→ Exercise goal
Please give an exact transcription of the lines below, from the one that contains "Shelf-audit task: drop a dot on every instance of the child" to the very last, with no other lines.

→ Records from a data source
▬▬▬▬▬▬▬▬▬▬
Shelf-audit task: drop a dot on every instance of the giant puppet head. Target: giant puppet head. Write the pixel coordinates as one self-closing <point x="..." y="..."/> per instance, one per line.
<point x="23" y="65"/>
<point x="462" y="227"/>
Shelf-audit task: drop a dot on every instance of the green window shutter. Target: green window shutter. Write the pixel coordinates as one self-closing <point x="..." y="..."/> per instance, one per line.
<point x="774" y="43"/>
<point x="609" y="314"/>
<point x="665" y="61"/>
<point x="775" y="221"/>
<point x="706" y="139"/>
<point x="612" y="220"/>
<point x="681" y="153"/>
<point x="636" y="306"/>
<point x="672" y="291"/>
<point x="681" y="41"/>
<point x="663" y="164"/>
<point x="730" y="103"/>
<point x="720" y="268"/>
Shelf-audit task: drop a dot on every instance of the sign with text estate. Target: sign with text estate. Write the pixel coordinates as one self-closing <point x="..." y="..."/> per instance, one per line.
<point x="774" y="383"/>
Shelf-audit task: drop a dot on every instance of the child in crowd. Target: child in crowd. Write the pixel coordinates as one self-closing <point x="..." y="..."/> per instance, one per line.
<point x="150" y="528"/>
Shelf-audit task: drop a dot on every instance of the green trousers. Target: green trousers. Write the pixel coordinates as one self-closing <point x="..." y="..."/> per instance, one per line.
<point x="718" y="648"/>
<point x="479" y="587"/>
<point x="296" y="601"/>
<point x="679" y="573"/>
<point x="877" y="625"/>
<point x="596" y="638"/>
▬▬▬▬▬▬▬▬▬▬
→ Written answer
Shelf-audit task: drop a dot on every instance of the child in crowd. Target: child in crowd. Write the pixel coordinates as one self-closing <point x="..." y="..."/> per instance, one per line.
<point x="150" y="528"/>
Shelf-audit task: drop a dot on every instance of the green trousers. Target: green trousers. Write the pixel coordinates as one self-closing <point x="..." y="..."/> per instance, one per line.
<point x="718" y="648"/>
<point x="479" y="587"/>
<point x="296" y="601"/>
<point x="679" y="573"/>
<point x="877" y="625"/>
<point x="596" y="638"/>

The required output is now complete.